===== Text extract

Woods says he's telling the tooth, the whole tooth and nothing but the tooth

The former world number one has had his say on last week’s incident.

TIGER WOODS WAS all smiles Tuesday — and with a full set of teeth.

Woods gave a play-by-play account of how his front tooth was knocked out on 19 January when he arrived in Italy to celebrate girlfriend Lindsey Vonn’s record 63rd World Cup victory. He said one tooth was chipped and the other was cracked. Both were replaced before he arrived to start his season at the Phoenix Open.

He said he wore a skeleton-patterned scarf over his face to avoid being recognised, making a crack about how difficult that can be for a man of black heritage at a World Cup ski race in Italy.

“Not a lot of brown dudes at ski races, OK?” he said with a laugh, as cameras clicked at his smile.

Woods said when the race was completed, the podium presentation was moved up on a hill for the photographers. He went to the top of the hill, behind the cameras.

“All the camera guys are below me on their knees or moving all around, trying to get a picture because she’s hugging people, saying congratulations to the other racers as they are coming down,” he said. “Some already finished, some are there already in the changing area. Dude with a video camera on his shoulder right in front me, kneeling, stood up and turned and caught me square on the mouth.”

Woods said he tried to keep his mask on “so the blood is not all over the place.” He said the videographer hit the tooth on which he had root canal, chipping it. He said the other tooth had to be fixed, too, because it had cracks through it.”

==========
===== Information shown

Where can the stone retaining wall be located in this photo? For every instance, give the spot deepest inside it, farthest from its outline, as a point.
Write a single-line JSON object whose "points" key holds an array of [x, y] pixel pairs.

==========

**Task requirements:** According to the article about Woods's tooth, why did the second front tooth also have to be fixed, even though the videographer hit and chipped only the other one? Answer in one to three sentences. Rely only on the article about Woods's tooth.

**Task response:** The second tooth also had to be fixed because it had cracks through it.